____ 提示リスト
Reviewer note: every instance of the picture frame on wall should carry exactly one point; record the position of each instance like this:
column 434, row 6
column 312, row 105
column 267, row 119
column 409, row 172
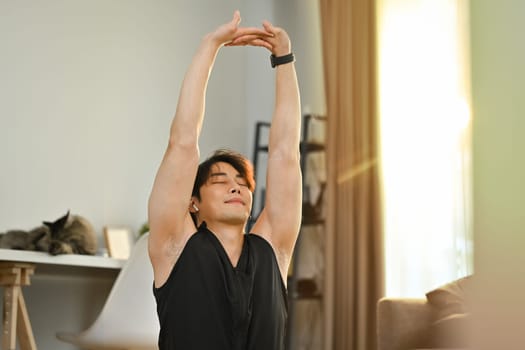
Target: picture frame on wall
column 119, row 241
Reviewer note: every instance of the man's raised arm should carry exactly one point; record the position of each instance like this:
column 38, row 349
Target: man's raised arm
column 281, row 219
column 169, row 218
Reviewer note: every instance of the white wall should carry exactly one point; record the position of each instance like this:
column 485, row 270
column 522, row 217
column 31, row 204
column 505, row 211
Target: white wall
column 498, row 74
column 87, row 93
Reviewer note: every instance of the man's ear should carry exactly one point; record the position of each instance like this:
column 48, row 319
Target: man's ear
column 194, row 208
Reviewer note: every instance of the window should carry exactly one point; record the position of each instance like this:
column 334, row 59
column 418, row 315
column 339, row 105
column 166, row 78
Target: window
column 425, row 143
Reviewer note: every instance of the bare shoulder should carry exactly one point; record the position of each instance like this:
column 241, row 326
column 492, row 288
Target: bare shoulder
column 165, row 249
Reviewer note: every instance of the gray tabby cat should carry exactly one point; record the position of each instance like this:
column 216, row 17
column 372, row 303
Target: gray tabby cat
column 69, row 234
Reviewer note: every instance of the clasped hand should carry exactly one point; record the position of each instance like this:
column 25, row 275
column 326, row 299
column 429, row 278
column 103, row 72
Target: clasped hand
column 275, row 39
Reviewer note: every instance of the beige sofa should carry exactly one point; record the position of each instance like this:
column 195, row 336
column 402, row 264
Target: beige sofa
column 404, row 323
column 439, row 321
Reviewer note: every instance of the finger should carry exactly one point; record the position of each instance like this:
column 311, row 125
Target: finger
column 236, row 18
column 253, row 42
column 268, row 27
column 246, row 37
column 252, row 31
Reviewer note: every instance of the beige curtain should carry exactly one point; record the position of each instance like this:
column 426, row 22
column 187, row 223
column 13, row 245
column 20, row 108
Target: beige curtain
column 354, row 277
________
# 課題内容
リストの冒頭から「column 425, row 143」を含む行までを、一字一句変えずに書き写しなさい。ただし、画像は解答に含めないこと。

# 解答
Reviewer note: every instance of the picture frame on wall should carry exactly one point; record the position of each instance like this:
column 434, row 6
column 312, row 105
column 267, row 119
column 409, row 172
Target: picture frame on wall
column 119, row 241
Reviewer note: every instance of the man's raised arm should carry exactly one point; record the position of each instance like this:
column 38, row 349
Target: man's raised arm
column 281, row 219
column 169, row 218
Reviewer note: every instance of the white wall should carry exactly one point; record the position of each instance like this:
column 485, row 270
column 522, row 217
column 31, row 204
column 505, row 211
Target: white wall
column 498, row 74
column 87, row 93
Reviewer note: every instance of the man's ear should carry exactly one point; record the position of each instance like this:
column 48, row 319
Target: man's ear
column 194, row 208
Reviewer note: every instance of the window should carry exactly one point; record the position of each instance like this:
column 334, row 59
column 418, row 315
column 339, row 105
column 166, row 78
Target: window
column 425, row 143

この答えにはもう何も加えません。